Provided text.
━━━━━━━━━━━━━━━━━━━━
CellOMaps: A Compact Representation for Robust Classification of Lung Adenocarcinoma Growth Patterns
Arwa Al-Rubaian, Gozde N. Gunesli, Wajd A. Althakfi, Ayesha Azam, David Snead, Nasir M. Rajpoot, Shan E Ahmed Raza
TL;DR
This study introduces CellOMaps, a compact, nuclei-centric representation for LUAD growth pattern classification, enabling robust, generalizable discrimination across five histological patterns plus normal tissue. By detecting nuclei with HoVer-Net, encoding their types and centroids into a 3-channel map, and classifying using a dilated ResNet-50 on 448×448 tiles, the approach achieves state-of-the-art performance under patient-level evaluation and demonstrates strong generalization on external datasets. The work also presents preliminary evidence that pattern-level outputs can inform Tumor Mutational Burden (TMB) stratification, highlighting potential clinical utility. The authors provide extensive ablations, validate on multiple datasets, and discuss limitations such as reliance on nuclei detection accuracy, while making code and annotations publicly available for reproducibility and further research.
━━━━━━━━━━━━━━━━━━━━
Records.
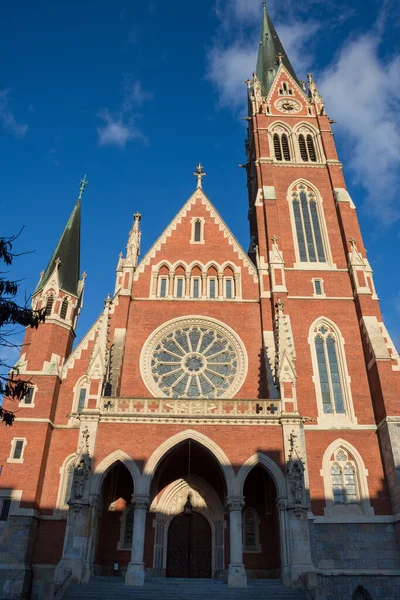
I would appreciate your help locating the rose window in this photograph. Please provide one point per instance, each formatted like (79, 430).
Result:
(193, 358)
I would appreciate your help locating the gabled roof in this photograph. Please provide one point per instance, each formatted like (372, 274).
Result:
(198, 195)
(267, 61)
(66, 256)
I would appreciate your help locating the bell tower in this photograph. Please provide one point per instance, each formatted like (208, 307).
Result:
(328, 351)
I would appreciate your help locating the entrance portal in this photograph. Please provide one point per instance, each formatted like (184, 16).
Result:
(189, 547)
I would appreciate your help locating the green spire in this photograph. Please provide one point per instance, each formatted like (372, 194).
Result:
(271, 53)
(66, 256)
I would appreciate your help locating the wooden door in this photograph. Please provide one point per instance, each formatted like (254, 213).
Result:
(189, 547)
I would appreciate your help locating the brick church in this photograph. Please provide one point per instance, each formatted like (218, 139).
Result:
(231, 414)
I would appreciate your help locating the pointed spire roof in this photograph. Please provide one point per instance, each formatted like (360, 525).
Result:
(270, 48)
(66, 256)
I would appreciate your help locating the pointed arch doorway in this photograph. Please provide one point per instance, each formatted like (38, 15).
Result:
(189, 552)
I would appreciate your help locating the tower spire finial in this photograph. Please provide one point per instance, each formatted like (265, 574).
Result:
(199, 173)
(84, 183)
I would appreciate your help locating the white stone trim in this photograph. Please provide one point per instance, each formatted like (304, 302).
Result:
(166, 447)
(107, 463)
(164, 329)
(269, 465)
(121, 545)
(62, 508)
(14, 441)
(198, 195)
(193, 222)
(315, 266)
(332, 420)
(204, 500)
(321, 281)
(348, 511)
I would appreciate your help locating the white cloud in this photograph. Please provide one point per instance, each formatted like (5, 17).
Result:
(120, 127)
(232, 57)
(7, 117)
(362, 92)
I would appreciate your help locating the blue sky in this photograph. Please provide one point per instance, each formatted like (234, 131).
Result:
(135, 94)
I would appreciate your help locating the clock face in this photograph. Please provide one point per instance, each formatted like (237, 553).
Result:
(288, 106)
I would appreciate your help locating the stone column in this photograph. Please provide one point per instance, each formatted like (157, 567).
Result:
(236, 573)
(135, 573)
(281, 505)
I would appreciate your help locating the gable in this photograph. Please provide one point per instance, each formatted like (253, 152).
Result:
(177, 248)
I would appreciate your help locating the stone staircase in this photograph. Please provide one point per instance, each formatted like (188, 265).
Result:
(113, 588)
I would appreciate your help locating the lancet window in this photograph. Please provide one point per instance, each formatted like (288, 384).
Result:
(343, 478)
(196, 282)
(329, 371)
(49, 305)
(281, 147)
(308, 225)
(307, 148)
(64, 309)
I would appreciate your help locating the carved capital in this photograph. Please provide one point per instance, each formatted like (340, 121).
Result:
(140, 501)
(235, 503)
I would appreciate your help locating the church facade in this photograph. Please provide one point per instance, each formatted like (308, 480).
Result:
(230, 414)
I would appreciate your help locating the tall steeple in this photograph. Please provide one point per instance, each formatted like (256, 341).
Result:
(66, 256)
(270, 55)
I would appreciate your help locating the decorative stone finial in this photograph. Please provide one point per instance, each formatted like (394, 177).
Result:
(199, 173)
(84, 183)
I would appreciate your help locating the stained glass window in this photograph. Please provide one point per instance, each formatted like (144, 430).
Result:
(308, 228)
(82, 399)
(163, 287)
(64, 309)
(212, 288)
(194, 362)
(329, 372)
(179, 287)
(343, 476)
(197, 231)
(49, 305)
(196, 287)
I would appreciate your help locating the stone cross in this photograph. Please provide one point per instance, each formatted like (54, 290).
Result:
(84, 183)
(199, 173)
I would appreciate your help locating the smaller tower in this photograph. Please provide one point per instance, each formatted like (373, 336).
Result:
(60, 292)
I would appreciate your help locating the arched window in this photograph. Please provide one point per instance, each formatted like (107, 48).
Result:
(277, 147)
(285, 147)
(251, 531)
(49, 305)
(308, 226)
(82, 395)
(343, 479)
(329, 372)
(64, 309)
(307, 146)
(303, 149)
(197, 231)
(311, 148)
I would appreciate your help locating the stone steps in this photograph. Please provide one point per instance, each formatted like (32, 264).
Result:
(113, 588)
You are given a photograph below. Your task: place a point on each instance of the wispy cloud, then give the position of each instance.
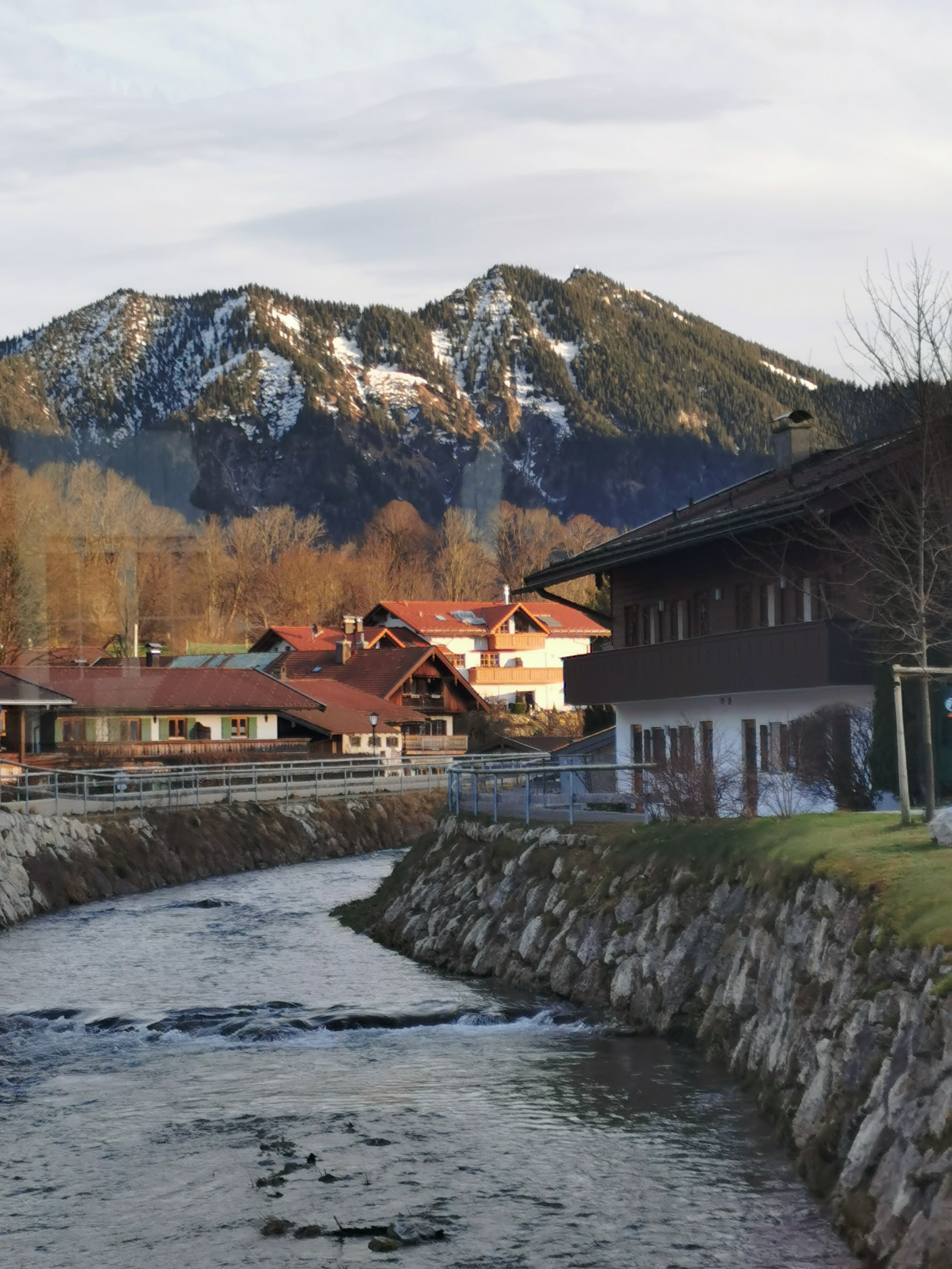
(743, 159)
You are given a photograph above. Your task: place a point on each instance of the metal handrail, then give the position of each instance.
(112, 790)
(528, 773)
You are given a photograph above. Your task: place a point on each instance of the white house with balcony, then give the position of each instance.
(511, 653)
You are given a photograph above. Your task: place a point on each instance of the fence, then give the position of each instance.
(50, 791)
(595, 791)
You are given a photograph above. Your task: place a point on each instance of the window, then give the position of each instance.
(707, 744)
(745, 608)
(768, 606)
(631, 625)
(701, 626)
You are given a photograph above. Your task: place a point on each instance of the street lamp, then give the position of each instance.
(374, 745)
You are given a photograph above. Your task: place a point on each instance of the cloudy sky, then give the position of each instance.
(743, 159)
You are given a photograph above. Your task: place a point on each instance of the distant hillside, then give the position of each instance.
(578, 397)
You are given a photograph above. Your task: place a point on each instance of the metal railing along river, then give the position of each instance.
(547, 788)
(46, 790)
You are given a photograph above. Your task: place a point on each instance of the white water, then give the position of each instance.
(134, 1129)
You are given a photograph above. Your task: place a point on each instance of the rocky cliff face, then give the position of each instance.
(51, 862)
(579, 395)
(789, 982)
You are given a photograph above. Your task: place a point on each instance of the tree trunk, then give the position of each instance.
(928, 758)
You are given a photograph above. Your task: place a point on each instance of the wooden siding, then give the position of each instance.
(805, 655)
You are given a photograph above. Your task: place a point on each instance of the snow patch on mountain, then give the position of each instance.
(281, 394)
(794, 378)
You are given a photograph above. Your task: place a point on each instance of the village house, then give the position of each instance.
(126, 712)
(512, 653)
(734, 617)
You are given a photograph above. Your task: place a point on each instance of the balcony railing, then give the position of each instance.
(805, 655)
(518, 675)
(516, 643)
(436, 744)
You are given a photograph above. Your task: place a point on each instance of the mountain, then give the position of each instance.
(579, 397)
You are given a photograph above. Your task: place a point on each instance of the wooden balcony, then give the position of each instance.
(518, 643)
(516, 675)
(196, 750)
(806, 655)
(436, 744)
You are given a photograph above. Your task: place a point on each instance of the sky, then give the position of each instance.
(745, 160)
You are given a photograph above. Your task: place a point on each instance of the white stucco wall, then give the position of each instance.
(726, 715)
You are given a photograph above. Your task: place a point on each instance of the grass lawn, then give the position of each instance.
(909, 875)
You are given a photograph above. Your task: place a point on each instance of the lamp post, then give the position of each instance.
(374, 746)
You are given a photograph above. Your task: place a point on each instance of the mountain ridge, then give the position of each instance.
(578, 395)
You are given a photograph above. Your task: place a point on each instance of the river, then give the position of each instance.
(169, 1064)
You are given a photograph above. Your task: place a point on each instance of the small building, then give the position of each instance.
(27, 714)
(512, 653)
(136, 712)
(730, 617)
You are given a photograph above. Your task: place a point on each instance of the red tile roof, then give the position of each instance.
(347, 710)
(166, 691)
(435, 618)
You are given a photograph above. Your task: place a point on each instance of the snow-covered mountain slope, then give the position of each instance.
(585, 395)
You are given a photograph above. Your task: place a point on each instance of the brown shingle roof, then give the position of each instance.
(772, 498)
(167, 691)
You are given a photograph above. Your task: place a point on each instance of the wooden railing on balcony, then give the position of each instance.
(517, 643)
(783, 658)
(436, 744)
(515, 674)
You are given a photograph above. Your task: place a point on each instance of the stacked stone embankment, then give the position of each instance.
(51, 862)
(843, 1033)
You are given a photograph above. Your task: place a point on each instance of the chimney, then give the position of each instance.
(793, 438)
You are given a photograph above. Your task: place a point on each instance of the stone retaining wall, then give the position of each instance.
(790, 982)
(51, 862)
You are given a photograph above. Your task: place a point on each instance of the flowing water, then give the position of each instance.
(179, 1068)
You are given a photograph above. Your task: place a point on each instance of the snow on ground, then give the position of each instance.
(794, 378)
(394, 386)
(281, 394)
(540, 405)
(568, 351)
(231, 365)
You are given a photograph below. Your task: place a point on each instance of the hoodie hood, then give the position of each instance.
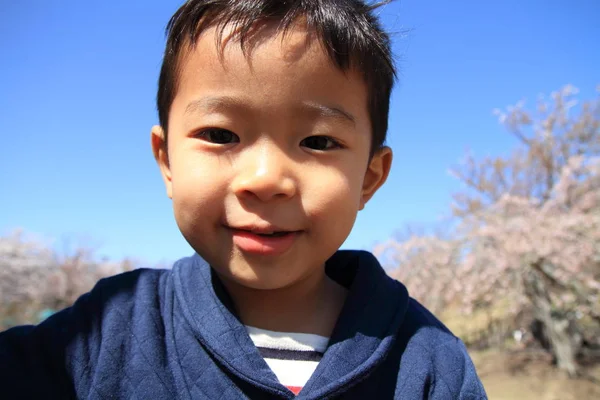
(362, 338)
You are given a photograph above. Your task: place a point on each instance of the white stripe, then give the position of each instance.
(291, 372)
(287, 340)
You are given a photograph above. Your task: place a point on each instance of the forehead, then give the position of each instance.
(276, 69)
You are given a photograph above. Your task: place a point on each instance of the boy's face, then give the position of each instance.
(275, 142)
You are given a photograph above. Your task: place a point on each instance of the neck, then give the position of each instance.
(309, 306)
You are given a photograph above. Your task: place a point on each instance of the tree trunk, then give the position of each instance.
(559, 328)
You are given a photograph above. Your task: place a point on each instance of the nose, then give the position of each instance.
(264, 173)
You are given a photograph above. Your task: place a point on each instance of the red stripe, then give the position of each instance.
(295, 389)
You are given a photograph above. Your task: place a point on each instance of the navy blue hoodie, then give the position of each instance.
(174, 334)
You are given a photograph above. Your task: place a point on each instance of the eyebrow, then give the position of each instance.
(221, 103)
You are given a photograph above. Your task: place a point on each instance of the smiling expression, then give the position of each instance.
(267, 160)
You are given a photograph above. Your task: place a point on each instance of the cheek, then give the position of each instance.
(334, 199)
(197, 186)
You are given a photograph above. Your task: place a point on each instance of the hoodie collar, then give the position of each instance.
(363, 335)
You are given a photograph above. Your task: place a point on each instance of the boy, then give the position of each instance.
(273, 116)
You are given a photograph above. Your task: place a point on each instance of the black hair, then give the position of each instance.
(348, 29)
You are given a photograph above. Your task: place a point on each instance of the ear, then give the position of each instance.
(376, 175)
(159, 148)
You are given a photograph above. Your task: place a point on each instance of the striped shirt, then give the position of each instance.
(293, 357)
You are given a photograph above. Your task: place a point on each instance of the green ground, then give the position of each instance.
(525, 376)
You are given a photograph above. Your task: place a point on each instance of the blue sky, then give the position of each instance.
(78, 82)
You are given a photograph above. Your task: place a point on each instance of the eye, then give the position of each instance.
(218, 136)
(320, 143)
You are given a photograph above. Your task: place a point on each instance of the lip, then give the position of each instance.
(251, 241)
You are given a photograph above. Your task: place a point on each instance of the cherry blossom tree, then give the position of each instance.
(35, 280)
(527, 229)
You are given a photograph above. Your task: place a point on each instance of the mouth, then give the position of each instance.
(264, 240)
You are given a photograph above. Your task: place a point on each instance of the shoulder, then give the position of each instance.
(450, 370)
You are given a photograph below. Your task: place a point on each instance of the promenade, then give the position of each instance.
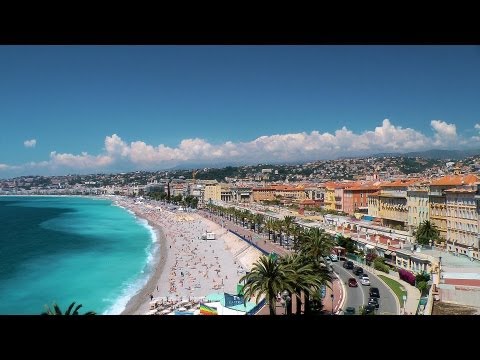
(261, 241)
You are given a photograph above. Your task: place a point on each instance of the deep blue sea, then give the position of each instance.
(66, 249)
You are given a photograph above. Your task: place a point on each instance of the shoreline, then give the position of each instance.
(186, 266)
(135, 302)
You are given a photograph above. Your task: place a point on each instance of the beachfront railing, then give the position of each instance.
(257, 308)
(250, 242)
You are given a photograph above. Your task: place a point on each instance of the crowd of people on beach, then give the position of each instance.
(194, 266)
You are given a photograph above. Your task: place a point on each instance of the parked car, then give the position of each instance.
(374, 292)
(364, 280)
(369, 309)
(358, 271)
(374, 302)
(349, 311)
(352, 282)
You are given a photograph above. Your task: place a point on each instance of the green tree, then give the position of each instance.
(267, 278)
(427, 232)
(306, 277)
(55, 310)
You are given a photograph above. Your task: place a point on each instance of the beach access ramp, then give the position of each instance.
(208, 236)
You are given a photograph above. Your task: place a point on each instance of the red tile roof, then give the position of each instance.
(455, 180)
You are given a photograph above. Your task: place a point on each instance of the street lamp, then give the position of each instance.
(332, 300)
(285, 300)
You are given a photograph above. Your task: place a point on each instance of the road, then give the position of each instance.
(260, 240)
(359, 296)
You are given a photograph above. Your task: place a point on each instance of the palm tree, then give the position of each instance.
(427, 232)
(269, 224)
(288, 222)
(306, 278)
(267, 278)
(56, 310)
(259, 218)
(317, 244)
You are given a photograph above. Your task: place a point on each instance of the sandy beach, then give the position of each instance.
(187, 266)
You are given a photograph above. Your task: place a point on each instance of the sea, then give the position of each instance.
(71, 249)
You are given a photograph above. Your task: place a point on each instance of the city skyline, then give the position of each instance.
(87, 109)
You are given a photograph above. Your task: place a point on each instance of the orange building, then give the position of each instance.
(355, 198)
(260, 194)
(438, 200)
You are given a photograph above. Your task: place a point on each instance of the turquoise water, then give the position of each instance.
(67, 249)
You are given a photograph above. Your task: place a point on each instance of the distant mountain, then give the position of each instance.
(436, 154)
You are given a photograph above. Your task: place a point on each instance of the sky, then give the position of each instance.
(99, 109)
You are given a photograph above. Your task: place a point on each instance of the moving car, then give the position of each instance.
(374, 292)
(358, 271)
(349, 311)
(369, 309)
(374, 302)
(364, 280)
(333, 257)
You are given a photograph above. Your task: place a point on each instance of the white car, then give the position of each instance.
(364, 280)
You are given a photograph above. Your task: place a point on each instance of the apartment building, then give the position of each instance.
(418, 204)
(462, 220)
(355, 198)
(212, 192)
(437, 198)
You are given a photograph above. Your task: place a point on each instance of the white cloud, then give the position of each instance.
(81, 162)
(30, 143)
(445, 134)
(278, 147)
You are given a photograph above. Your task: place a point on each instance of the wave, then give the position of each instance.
(130, 289)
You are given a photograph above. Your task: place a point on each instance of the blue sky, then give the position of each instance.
(116, 108)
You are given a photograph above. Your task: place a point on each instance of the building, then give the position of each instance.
(226, 193)
(462, 220)
(437, 198)
(418, 204)
(265, 193)
(355, 198)
(242, 194)
(392, 202)
(212, 192)
(290, 193)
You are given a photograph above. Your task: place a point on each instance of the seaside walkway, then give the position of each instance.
(261, 241)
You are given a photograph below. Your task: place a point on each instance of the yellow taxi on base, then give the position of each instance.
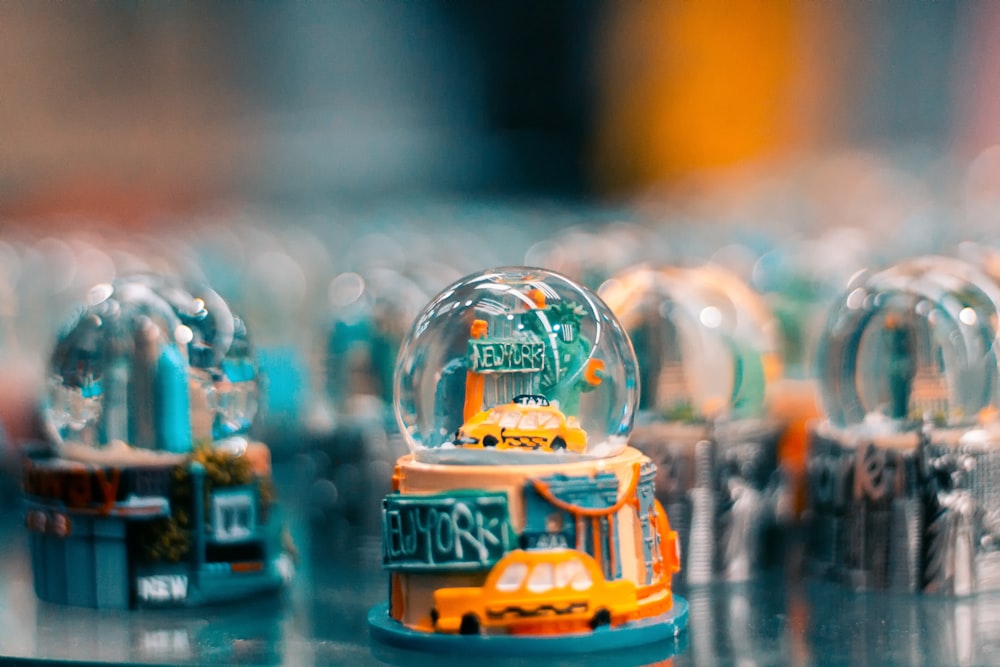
(527, 422)
(535, 587)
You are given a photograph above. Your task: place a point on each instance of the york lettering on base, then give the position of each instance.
(162, 588)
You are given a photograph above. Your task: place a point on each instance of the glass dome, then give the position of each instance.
(149, 368)
(516, 365)
(911, 344)
(706, 342)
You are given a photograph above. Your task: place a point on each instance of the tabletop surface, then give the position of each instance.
(332, 513)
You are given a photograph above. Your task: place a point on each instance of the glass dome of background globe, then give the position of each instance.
(150, 365)
(911, 344)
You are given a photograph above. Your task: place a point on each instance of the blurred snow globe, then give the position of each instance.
(912, 345)
(371, 313)
(706, 342)
(515, 365)
(146, 371)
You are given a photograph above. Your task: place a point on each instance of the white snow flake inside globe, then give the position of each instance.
(149, 369)
(516, 365)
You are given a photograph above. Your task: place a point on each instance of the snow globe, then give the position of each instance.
(707, 348)
(153, 493)
(902, 472)
(521, 519)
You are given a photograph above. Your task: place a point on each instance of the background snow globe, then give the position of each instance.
(516, 365)
(708, 349)
(147, 371)
(910, 345)
(708, 345)
(900, 488)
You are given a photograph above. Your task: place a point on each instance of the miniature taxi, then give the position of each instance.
(529, 421)
(538, 587)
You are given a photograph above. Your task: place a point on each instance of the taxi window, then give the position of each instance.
(512, 578)
(540, 579)
(529, 420)
(565, 572)
(581, 580)
(510, 419)
(572, 573)
(548, 420)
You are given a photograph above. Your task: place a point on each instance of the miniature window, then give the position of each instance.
(582, 580)
(541, 578)
(565, 572)
(529, 421)
(233, 517)
(512, 578)
(510, 419)
(548, 420)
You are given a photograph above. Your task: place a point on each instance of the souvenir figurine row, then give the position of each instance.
(569, 451)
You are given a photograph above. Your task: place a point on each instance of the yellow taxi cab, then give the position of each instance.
(536, 587)
(527, 422)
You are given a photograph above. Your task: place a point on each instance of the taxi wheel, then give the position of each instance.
(601, 618)
(470, 625)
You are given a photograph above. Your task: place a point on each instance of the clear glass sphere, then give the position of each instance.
(150, 365)
(707, 344)
(516, 365)
(911, 344)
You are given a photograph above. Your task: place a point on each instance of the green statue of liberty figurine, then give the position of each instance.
(569, 369)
━━━━━━━━━━━━━━━━━━━━
Answer these questions from the CellOMaps summary:
(a) What tool is used to detect nuclei?
(b) What size are the tiles the dilated ResNet-50 classifies?
(c) What does the study present preliminary evidence that pattern-level outputs can inform?
The records were taken from a different source than the CellOMaps text.

Answer space.
(a) HoVer-Net
(b) 448×448
(c) Tumor Mutational Burden (TMB) stratification